> Record excerpts:

______

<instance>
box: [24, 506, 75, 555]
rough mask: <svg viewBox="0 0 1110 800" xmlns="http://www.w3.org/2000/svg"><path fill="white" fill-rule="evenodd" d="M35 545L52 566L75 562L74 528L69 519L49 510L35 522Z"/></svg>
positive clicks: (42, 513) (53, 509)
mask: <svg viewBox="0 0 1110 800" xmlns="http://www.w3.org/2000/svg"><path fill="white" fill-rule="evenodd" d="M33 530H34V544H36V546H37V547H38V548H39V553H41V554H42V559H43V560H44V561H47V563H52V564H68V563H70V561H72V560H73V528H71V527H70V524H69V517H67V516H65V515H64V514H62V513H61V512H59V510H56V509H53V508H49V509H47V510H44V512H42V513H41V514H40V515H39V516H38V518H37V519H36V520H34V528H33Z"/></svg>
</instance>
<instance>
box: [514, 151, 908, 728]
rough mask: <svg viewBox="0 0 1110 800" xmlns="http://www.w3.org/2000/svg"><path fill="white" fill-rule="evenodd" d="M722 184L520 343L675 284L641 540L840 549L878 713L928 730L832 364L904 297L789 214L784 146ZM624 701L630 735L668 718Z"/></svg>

______

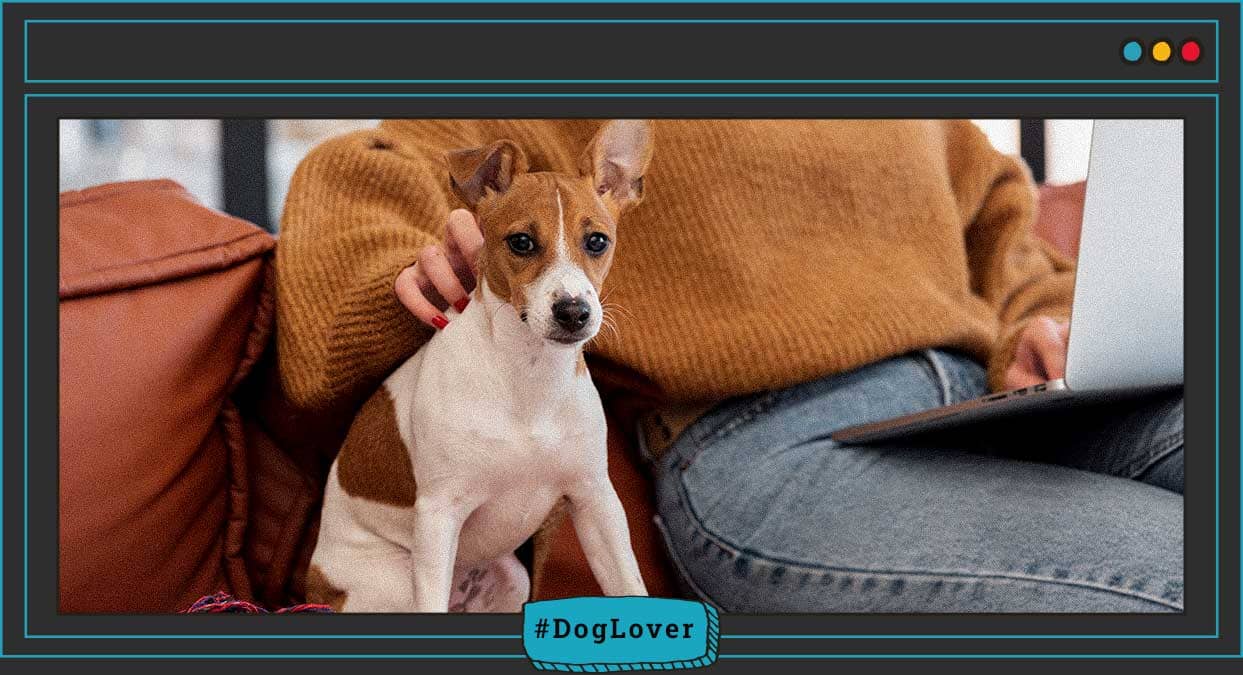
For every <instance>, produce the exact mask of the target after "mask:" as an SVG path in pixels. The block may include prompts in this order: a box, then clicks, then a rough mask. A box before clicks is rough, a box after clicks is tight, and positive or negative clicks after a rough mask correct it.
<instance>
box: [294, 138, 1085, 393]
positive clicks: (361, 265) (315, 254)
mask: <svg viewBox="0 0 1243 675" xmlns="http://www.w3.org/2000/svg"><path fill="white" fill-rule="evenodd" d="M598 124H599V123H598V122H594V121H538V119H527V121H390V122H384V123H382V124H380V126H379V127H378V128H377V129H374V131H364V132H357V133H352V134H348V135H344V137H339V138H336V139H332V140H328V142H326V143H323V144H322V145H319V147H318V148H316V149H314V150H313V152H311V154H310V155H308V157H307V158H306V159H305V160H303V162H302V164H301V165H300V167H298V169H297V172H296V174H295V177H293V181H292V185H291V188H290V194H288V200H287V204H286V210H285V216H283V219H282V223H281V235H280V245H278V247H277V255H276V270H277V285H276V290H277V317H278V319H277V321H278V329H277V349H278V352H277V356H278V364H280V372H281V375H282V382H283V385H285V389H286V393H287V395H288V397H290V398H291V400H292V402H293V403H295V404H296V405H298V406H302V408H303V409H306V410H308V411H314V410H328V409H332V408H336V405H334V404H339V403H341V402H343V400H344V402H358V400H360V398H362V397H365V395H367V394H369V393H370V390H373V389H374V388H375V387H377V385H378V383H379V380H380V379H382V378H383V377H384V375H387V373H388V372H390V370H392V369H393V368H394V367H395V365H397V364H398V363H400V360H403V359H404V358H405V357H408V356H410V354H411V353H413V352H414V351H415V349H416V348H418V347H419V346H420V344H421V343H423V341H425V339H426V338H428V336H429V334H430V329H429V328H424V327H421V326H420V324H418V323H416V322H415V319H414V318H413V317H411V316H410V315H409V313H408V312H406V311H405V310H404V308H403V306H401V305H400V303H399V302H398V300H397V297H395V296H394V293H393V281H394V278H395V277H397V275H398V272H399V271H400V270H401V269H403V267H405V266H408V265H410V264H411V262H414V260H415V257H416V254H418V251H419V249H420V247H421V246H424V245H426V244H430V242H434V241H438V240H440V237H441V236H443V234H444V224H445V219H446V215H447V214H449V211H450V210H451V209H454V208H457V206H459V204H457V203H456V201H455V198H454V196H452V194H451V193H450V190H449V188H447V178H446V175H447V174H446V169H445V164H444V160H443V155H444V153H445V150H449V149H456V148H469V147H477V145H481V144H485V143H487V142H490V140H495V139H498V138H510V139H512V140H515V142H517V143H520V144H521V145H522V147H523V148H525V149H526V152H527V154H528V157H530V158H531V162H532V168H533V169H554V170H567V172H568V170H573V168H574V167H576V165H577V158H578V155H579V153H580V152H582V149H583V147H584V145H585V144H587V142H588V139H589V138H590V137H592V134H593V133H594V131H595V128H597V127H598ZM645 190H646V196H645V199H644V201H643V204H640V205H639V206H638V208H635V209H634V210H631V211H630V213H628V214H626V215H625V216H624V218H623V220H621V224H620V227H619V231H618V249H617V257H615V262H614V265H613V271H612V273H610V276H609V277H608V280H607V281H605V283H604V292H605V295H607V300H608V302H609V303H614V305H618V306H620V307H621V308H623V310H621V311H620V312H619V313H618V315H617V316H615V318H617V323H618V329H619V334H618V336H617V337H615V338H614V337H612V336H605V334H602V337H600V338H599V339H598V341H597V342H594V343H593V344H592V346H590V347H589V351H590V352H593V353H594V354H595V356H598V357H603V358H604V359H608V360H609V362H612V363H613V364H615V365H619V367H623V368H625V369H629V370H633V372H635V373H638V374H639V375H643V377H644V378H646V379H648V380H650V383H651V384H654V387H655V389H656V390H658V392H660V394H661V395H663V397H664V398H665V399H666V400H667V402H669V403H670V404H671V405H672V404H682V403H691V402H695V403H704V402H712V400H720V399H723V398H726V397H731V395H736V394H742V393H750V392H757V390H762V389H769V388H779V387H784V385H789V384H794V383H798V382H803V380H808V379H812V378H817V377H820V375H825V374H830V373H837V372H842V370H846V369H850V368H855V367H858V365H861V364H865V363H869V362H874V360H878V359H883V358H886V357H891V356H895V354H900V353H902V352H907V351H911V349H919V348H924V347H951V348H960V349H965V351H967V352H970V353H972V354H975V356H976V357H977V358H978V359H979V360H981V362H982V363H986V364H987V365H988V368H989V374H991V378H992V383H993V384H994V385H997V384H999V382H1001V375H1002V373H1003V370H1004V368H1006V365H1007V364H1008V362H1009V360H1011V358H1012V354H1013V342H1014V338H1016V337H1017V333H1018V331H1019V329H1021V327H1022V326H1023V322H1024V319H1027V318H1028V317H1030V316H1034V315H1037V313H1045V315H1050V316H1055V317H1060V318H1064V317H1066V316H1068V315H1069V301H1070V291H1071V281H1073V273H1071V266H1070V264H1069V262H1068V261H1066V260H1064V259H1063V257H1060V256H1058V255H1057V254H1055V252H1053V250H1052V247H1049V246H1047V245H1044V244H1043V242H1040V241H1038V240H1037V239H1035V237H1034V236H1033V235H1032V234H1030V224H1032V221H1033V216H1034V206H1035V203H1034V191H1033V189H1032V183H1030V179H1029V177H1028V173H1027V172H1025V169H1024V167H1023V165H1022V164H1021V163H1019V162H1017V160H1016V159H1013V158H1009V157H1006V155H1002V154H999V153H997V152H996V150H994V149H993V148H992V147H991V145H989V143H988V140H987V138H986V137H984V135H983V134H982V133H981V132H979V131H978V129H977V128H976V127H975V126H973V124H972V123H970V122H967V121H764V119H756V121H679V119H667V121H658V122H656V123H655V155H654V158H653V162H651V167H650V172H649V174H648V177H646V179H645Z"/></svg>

______

> Problem description:
Look for the string "rough" in the data above and return every line that has it.

> Solution below:
rough mask: <svg viewBox="0 0 1110 800" xmlns="http://www.w3.org/2000/svg"><path fill="white" fill-rule="evenodd" d="M35 545L52 566L75 562L74 528L69 519L49 510L35 522Z"/></svg>
rough mask: <svg viewBox="0 0 1110 800" xmlns="http://www.w3.org/2000/svg"><path fill="white" fill-rule="evenodd" d="M722 184L520 343L675 284L641 540L840 549L878 713L928 730L832 364L904 297L789 214L784 146ZM624 701L630 735L668 718Z"/></svg>
For every <instance>, produce the exact mask of the target after "mask:" as an SVG path in pixels. The block may include prompts in this order: a box, then clicks, then a rough mask. A box before clicks is rough, a box after clicks is tight, and positive or negative clicks after a rough mask correct it.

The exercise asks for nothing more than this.